DATA TO EXAMINE:
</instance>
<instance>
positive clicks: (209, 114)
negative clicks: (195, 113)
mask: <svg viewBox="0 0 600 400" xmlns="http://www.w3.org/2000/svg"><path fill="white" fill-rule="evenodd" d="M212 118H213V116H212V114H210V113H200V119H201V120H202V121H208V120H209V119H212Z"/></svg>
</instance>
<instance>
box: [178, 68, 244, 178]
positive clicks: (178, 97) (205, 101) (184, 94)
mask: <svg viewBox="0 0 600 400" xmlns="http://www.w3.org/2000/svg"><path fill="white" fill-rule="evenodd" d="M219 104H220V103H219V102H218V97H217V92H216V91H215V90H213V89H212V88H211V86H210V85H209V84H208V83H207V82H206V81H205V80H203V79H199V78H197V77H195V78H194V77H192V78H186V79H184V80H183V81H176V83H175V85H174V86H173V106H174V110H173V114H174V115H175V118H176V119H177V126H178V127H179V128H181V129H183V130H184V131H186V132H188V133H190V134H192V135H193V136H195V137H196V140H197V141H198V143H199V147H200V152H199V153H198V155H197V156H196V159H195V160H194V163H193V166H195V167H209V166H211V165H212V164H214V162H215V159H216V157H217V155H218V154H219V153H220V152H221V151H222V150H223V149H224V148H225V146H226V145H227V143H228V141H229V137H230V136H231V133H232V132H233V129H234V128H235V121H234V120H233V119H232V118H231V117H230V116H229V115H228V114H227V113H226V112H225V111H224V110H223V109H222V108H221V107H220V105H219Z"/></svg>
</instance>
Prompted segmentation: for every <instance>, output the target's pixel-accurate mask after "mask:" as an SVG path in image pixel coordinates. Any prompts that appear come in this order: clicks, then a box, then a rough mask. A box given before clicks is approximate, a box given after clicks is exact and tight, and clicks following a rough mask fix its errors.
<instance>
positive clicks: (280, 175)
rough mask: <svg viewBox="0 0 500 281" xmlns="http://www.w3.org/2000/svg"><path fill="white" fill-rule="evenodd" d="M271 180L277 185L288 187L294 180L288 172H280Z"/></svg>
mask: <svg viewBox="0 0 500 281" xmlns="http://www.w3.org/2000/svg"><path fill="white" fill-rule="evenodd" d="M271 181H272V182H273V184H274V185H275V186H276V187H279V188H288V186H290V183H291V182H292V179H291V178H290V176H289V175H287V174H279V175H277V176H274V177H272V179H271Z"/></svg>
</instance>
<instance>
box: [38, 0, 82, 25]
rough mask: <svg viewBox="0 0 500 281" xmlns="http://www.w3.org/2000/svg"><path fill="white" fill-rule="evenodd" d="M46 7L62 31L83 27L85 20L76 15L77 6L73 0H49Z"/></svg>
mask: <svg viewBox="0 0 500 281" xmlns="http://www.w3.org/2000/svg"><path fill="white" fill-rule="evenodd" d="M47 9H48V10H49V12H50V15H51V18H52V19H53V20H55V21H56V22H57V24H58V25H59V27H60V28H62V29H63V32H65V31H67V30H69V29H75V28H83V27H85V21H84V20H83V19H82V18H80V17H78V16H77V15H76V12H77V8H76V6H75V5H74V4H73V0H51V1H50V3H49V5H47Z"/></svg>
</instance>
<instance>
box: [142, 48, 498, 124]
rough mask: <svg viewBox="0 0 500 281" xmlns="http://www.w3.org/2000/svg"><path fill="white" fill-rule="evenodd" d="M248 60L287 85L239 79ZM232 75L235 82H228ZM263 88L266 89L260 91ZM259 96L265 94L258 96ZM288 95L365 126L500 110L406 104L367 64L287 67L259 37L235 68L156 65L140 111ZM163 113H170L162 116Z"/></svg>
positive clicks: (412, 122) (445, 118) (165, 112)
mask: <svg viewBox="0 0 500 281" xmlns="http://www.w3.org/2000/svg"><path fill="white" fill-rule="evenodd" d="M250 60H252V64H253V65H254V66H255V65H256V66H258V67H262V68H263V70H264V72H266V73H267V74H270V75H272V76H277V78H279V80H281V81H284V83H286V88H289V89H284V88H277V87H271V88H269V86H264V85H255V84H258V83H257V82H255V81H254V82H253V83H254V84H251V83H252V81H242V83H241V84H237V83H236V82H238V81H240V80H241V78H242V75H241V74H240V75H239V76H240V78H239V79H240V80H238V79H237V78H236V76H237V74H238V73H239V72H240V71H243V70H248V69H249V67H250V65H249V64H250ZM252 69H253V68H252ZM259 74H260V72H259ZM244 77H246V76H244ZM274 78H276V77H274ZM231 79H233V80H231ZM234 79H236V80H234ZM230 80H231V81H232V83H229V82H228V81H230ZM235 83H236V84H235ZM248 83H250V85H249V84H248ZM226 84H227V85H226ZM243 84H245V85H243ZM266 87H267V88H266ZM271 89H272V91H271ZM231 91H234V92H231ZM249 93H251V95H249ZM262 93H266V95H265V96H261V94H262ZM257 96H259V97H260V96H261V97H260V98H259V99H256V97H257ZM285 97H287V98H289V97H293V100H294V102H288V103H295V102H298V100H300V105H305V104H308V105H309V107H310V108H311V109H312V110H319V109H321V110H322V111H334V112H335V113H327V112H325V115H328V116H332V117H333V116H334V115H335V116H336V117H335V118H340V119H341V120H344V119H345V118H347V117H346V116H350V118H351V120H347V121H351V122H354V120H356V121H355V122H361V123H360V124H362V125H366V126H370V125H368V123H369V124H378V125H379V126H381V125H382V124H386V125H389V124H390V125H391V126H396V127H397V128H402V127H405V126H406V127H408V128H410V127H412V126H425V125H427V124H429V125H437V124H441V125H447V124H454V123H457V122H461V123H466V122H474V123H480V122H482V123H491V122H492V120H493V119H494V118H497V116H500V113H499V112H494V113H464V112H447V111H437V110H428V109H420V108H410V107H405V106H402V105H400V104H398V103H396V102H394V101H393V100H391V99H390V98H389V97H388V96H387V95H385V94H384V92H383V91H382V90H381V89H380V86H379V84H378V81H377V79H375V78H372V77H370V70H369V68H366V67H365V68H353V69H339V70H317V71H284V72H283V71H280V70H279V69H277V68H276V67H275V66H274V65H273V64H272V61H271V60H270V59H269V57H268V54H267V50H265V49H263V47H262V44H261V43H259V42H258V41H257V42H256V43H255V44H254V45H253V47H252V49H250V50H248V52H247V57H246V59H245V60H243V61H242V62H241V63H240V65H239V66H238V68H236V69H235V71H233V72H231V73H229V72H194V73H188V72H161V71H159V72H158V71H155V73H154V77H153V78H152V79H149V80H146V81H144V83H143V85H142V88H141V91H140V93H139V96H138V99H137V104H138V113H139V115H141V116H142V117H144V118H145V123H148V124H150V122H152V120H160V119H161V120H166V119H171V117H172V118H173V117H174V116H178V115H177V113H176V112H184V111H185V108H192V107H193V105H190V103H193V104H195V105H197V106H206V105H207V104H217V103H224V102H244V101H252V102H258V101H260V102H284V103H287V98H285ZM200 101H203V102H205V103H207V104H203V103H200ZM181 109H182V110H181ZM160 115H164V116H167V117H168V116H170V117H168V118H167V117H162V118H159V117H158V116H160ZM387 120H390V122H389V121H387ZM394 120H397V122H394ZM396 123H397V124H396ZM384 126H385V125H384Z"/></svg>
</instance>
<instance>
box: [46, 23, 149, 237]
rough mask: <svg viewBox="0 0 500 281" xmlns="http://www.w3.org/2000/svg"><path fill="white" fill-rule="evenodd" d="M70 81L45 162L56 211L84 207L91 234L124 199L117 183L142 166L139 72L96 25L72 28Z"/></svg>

WORK REQUEST:
The answer should consist of the lines from the one with "box: [46, 23, 149, 237]" through the last line of the entries, duplicated exactly and nothing more.

TASK OUTPUT:
box: [46, 23, 149, 237]
rough mask: <svg viewBox="0 0 500 281" xmlns="http://www.w3.org/2000/svg"><path fill="white" fill-rule="evenodd" d="M70 81L45 162L56 211L84 207L91 234L124 199L117 183L142 166L139 72L96 25L72 28Z"/></svg>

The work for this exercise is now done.